**Description of the task**
Continue the passage on albuminuria testing in nephrology from where it stops.

Exercise passage: Begin

Importantly, uACR and uPCR are different tests that provide distinct information. There is a rationale for using both tests, particularly as part of an initial evaluation for the detection of non-albumin protein for the diagnosis of tubular disorders and disorders of urinary paraproteins. So, why all the fuss about albuminuria?
In the early 2000s, nephrology lagged far behind other specialties in randomized controlled trials (RCTs). A 2004 study showed nephrology had the fewest RCTs among the thirteen disciplines of internal medicine. Moreover, an analysis of RCTs two years later showed people with CKD were frequently excluded, and albuminuria was not assessed in cardiovascular trials. Over the last two decades, the evidence supporting albuminuria testing has steadily expanded, spanning an accrual of epidemiologic studies that confirmed the CKD definition and risk stratification or heat map classification, including the development of kidney and cardiovascular outcome prediction models, and publishing both primary and secondary endpoints in seminal contemporary RCTs of kidney- and cardiovascular-protective therapies (CREDENCE, CONFIDENCE, DAPA-CKD, EMPA-KIDNEY, FIDELIO, FIGARO, FINE-ONE, FLOW, and others). A repeat analysis comparing RCTs across specialties would be methodologically changing to conduct today, with many contemporary trials capturing both cardiovascular and kidney outcomes.

Exercise passage: End
Information given: Begin

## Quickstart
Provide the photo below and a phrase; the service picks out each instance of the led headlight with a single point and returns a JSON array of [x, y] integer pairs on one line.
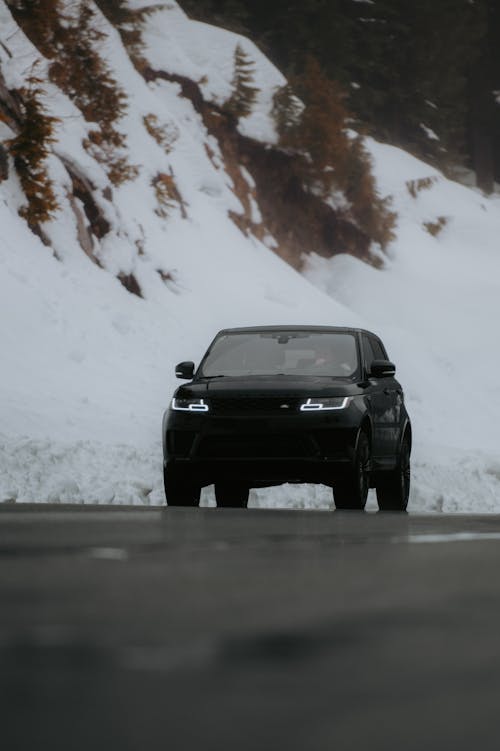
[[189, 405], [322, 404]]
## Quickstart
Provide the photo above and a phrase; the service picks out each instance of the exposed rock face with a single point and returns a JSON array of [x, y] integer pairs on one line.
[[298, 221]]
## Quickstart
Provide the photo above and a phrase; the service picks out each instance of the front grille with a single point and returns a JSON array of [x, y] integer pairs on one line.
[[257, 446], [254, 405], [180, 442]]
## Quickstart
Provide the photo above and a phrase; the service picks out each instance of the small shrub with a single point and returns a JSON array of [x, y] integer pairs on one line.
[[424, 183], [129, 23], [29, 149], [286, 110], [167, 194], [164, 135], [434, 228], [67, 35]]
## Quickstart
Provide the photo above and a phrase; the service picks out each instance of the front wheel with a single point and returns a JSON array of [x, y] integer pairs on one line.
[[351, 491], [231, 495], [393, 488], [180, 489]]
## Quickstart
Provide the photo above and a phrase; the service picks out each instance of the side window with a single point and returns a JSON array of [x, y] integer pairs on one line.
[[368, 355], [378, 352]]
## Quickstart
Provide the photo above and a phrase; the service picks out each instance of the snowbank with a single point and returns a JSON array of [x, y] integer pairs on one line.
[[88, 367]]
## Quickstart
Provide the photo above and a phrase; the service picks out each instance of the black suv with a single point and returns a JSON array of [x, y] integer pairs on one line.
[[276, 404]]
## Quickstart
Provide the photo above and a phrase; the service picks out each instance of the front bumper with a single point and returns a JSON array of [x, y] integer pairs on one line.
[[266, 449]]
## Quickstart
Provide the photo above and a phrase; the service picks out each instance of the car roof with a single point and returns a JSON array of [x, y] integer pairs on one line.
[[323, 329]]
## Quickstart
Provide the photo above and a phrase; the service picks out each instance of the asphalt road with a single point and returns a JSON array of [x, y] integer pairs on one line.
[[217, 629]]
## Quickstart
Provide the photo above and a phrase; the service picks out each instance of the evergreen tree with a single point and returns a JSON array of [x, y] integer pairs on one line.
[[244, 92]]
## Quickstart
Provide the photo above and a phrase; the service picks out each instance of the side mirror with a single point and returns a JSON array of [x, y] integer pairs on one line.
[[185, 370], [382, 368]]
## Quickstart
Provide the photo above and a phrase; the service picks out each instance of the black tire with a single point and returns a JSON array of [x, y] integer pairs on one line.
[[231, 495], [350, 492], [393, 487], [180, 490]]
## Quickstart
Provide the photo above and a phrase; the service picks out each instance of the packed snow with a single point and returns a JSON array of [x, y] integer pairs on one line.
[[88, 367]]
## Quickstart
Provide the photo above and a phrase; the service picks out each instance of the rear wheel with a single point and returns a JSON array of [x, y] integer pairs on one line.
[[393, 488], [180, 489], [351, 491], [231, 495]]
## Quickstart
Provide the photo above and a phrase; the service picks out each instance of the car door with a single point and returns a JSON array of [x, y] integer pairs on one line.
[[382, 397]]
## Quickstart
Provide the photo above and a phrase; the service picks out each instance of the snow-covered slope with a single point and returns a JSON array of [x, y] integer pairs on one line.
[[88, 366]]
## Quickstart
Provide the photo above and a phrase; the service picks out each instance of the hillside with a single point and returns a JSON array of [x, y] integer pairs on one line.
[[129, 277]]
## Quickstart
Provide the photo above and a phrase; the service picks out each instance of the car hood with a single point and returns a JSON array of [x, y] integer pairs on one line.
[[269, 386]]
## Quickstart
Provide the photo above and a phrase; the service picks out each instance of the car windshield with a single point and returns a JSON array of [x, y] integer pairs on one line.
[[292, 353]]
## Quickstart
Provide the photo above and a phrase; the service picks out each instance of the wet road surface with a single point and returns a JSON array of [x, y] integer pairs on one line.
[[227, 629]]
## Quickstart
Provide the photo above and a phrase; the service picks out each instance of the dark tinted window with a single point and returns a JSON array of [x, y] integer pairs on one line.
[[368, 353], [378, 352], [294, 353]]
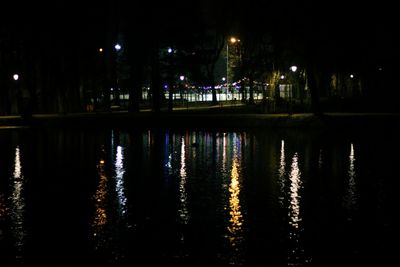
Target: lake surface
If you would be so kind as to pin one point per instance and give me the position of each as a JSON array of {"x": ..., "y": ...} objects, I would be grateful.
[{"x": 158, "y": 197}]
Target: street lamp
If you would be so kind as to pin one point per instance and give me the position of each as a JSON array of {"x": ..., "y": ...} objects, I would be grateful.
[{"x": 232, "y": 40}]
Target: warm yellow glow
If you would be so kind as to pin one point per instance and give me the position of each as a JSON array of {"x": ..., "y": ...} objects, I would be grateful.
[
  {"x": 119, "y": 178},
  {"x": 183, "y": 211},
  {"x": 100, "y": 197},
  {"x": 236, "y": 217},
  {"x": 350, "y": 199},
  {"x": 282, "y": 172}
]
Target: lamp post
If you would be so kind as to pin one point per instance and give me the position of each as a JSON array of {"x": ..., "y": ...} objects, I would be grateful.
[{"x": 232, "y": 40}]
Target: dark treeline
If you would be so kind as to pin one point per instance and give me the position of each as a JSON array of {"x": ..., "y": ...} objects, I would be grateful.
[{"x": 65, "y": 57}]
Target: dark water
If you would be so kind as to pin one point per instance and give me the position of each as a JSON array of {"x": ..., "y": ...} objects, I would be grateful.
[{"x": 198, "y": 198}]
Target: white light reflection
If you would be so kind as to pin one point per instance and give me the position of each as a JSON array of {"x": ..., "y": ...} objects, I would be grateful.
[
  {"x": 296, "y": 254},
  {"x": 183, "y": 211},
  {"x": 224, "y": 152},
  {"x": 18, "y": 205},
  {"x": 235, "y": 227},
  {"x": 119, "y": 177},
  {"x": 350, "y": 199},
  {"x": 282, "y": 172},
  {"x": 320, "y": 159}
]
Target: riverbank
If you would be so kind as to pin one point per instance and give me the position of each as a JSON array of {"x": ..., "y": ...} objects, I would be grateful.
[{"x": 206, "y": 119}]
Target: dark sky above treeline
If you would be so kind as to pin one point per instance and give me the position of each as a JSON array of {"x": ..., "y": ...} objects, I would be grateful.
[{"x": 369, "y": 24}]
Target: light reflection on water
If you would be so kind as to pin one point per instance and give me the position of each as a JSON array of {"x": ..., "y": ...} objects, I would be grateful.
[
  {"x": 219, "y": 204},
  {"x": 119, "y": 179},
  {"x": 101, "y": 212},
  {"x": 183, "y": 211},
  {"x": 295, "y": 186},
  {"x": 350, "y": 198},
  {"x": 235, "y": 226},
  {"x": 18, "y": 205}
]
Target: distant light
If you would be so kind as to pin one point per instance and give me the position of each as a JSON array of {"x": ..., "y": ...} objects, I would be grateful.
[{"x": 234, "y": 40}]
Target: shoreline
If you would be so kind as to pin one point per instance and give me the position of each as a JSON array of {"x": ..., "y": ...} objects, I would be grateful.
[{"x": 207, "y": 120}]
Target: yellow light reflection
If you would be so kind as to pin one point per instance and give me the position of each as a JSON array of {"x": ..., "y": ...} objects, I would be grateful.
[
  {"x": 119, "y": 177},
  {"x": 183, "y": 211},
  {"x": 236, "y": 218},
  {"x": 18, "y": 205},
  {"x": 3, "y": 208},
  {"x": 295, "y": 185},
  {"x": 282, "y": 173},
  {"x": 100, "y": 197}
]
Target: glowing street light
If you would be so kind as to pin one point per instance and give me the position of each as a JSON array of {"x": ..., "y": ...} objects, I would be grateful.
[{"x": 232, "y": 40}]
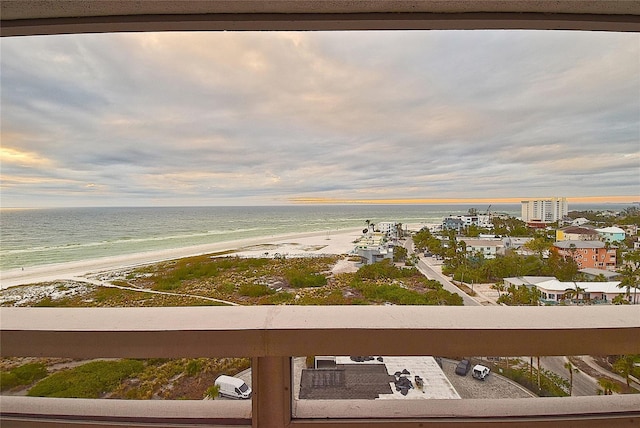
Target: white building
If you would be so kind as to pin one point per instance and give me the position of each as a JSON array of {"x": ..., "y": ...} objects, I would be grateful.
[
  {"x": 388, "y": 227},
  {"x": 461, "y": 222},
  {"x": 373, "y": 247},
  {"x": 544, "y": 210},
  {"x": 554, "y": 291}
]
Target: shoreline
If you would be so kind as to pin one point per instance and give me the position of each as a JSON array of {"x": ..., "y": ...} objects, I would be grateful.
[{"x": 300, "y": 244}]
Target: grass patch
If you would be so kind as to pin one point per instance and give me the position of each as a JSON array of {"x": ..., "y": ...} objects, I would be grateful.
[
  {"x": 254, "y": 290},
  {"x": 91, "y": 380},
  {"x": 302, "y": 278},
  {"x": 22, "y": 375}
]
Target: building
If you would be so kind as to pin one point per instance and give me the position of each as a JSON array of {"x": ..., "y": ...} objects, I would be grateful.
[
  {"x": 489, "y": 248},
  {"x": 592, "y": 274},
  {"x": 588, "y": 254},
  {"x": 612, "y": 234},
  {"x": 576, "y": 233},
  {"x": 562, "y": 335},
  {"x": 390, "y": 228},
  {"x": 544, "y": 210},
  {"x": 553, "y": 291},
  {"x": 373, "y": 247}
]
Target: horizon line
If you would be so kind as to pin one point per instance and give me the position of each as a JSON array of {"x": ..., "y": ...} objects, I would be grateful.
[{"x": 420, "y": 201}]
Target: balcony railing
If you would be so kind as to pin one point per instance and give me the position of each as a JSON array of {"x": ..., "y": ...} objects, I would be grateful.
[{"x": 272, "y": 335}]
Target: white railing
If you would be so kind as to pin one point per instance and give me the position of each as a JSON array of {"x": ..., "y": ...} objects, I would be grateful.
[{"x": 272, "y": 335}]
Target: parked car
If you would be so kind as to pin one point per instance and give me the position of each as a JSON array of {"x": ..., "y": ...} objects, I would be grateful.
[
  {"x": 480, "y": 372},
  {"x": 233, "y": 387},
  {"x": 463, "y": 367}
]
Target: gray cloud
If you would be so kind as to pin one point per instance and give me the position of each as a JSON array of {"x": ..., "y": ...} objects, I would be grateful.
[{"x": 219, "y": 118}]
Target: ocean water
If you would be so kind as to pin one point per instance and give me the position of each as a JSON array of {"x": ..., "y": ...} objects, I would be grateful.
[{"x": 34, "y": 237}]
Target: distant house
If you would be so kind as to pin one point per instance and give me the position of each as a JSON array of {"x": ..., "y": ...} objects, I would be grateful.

Information given: End

**Response**
In collaboration with regulatory agencies, National Kidney Foundation (NKF) established a 30% reduction in albuminuria as a therapeutic marker in RCTs. Consistent with this, the American Diabetes Association recommends a ≥30% reduction in albuminuria as a treatment target in diabetes when uACR exceeds 300 mg/g.
Policy and quality initiatives are reinforcing these advances. The NKF has incorporated albuminuria testing into the Kidney Health Evaluation (KHE) HEDIS measure for commercial insurance and into Medicare and Medicaid quality programs among Americans with diabetes. Supported by the recent ACC/AHA hypertension clinical practice guideline, the NKF is working to expand the KHE measure to include hypertension in addition to diabetes.
On the laboratory front, the NKF Laboratory Engagement Initiative has promoted standardized uACR testing with reporting in mg/g, eliminating the microalbumin term. Major U.S. laboratories now offer a kidney profile combining eGFR with uACR, simplifying ordering and reporting format. See the example from LabCorp shown together with the basic metabolic panel.

More recently, the NKF convened the Measurement of Urinary Proteins in Clinical Trials and Clinical Practice conference, which evaluated uACR and uPCR, demonstrating that albuminuria is preferred because assays will be internationally standardized by 2027, pre-analytical handling and sampling are well defined, and albumin concentration is more strongly associated with clinical outcomes than urinary total protein, especially in high-risk individuals.
Best practices emphasized first-morning samples for albuminuria confirmation and avoiding testing during symptomatic urinary tract infection, febrile illness, or 24-hours after vigorous exercise. Implementation initiatives such as NKF’s CKDintercept have embedded systematic albuminuria testing through health-system leadership engagement, data mining for registry function, and practice transformation as described in the NKF CKD Change Package.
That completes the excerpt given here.